▶ **Consegna 1**: Nel brano sull'appalto di manodopera, elenca i beni forniti dall'appaltante che l'appaltatore impiegava secondo la definizione di appalto di mere prestazioni di lavoro data dall'art. 1 della Legge nr. 1369/1960.

Appalto di Manodopera

A.  Intermediazione di manodopera
 

In relazione ai fatti sopra rappresentati, si ritiene utile accennare, di seguito, al contesto giuridico concernente il fenomeno dell’illecito appalto di manodopera.

(1)  La disciplina della materia ante “Riforma Biagi”.  La Legge nr. 1369/1960
 
Nell’ordinamento giuridico italiano l’appalto di manodopera era espressamente  vietato dall’art. 1 della Legge 23 ottobre 1960, nr. 1369 (in vigore sino al 23 ottobre 2003), che considerava appalto di mere prestazioni di lavoro ogni  forma di appalto o subappalto in cui l’appaltatore impiegava capitali, macchine ed attrezzature forniti dall’appaltante, quando anche per il loro uso venisse  corrisposto a quest’ultimo un compenso, qualunque fosse la natura delle  prestazioni.
L’imprenditore, quindi, non poteva affidare in appalto, in sub appalto od in  qualsiasi altra forma, anche a società cooperative, l’esecuzione di mere prestazioni di lavoro mediante l’impiego di manodopera assunta e retribuita  dall’appaltatore o dall’intermediario, qualunque fosse la natura dell’opera o del servizio cui le prestazioni si riferivano.
Il legislatore, in sostanza, intendeva colpire i fenomeni di interposizione nel  lavoro, che si verificano quando l’imprenditore diventa diretto ed immediato destinatario di prestazioni di lavoro, effettuate dal lavoratore assunto e retribuito  da altri.
Infatti, se il datore di lavoro potesse avvalersi di mere prestazioni di  manodopera, assunte e retribuite da intermediari o da soggetti interposti, non assumerebbe la conseguente posizione obbligatoria e dunque la responsabilità diretta nei confronti dei lavoratori che effettuano dette prestazioni. Si  assicurerebbe altresì forza lavoro a costi minori e senza rigidità legislative.

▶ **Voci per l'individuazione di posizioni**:
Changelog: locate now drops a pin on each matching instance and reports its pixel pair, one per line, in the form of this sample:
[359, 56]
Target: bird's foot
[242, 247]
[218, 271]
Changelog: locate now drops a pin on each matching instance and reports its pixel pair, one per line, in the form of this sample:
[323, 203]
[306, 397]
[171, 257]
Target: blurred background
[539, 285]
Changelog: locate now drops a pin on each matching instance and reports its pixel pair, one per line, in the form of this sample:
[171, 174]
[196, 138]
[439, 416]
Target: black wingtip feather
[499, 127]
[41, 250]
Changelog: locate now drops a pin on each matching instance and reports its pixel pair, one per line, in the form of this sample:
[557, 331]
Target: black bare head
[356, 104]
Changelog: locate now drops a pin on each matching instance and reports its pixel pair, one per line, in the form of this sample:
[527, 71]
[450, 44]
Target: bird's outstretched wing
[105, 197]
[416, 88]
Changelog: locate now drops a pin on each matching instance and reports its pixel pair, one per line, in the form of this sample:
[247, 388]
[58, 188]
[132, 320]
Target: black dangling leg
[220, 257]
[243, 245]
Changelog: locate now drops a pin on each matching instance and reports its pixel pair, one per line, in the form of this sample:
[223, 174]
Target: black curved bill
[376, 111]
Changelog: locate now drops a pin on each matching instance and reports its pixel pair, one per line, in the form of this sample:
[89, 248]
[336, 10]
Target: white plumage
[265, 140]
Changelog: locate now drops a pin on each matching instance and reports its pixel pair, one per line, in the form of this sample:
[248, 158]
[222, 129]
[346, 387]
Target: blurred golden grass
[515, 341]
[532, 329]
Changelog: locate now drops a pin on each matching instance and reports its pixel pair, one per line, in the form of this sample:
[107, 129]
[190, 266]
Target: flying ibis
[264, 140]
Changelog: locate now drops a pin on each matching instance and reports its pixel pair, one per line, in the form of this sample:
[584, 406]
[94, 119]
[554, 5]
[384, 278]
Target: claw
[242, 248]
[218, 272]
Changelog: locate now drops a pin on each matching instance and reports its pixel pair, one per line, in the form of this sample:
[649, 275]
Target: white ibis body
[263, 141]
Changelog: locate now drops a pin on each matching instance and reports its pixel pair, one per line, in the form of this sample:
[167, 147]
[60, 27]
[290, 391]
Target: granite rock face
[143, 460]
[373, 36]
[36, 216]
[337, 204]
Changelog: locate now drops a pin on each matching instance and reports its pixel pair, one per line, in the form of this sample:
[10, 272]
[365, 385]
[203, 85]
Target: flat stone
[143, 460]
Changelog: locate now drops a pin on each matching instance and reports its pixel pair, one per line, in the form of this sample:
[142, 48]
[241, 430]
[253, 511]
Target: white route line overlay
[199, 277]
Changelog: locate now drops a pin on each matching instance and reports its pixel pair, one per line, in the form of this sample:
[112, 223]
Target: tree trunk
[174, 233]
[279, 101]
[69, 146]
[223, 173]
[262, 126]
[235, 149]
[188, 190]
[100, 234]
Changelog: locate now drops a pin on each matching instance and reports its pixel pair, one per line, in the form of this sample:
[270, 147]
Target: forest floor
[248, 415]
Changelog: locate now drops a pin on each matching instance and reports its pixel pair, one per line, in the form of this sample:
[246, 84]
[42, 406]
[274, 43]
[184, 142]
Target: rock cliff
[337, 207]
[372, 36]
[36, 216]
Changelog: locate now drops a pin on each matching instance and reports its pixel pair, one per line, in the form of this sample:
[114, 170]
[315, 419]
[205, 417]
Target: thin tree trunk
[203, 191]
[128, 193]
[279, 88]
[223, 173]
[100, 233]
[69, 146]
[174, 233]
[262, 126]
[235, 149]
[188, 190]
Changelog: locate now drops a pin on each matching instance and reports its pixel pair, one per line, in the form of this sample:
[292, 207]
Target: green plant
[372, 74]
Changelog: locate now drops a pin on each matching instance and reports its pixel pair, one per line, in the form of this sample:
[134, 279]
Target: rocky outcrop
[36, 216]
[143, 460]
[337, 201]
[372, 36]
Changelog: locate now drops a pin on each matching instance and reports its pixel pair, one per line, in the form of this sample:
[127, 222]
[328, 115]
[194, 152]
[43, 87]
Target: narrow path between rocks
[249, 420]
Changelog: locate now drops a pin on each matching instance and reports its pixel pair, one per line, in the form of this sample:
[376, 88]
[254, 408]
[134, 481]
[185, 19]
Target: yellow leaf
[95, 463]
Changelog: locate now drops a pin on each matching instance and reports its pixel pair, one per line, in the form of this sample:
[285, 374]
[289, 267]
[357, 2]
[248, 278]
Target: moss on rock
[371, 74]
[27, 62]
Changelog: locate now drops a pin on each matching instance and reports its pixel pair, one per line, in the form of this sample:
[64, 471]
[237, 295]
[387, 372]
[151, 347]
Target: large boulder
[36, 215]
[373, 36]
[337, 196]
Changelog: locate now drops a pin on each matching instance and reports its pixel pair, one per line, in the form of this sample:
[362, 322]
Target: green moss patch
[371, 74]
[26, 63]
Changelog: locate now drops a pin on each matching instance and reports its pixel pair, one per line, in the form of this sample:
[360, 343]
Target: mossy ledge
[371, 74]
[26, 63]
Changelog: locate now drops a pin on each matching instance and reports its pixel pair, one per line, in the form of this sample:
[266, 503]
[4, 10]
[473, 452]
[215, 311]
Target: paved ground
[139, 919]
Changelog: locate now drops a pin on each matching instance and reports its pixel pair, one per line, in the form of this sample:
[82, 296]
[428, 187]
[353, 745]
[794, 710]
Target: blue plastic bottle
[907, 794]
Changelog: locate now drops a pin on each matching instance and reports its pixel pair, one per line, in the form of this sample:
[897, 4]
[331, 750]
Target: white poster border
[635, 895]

▶ **Consegna 2**: Mostra tutte le righe dei record in cui compare la parola "white".

▶ **Soluzione dell'esercizio 1**: capitali, macchine, attrezzature

▶ **Soluzione dell'esercizio 2**:
Target: white plumage
Target: white ibis body
Target: white route line overlay
Target: white poster border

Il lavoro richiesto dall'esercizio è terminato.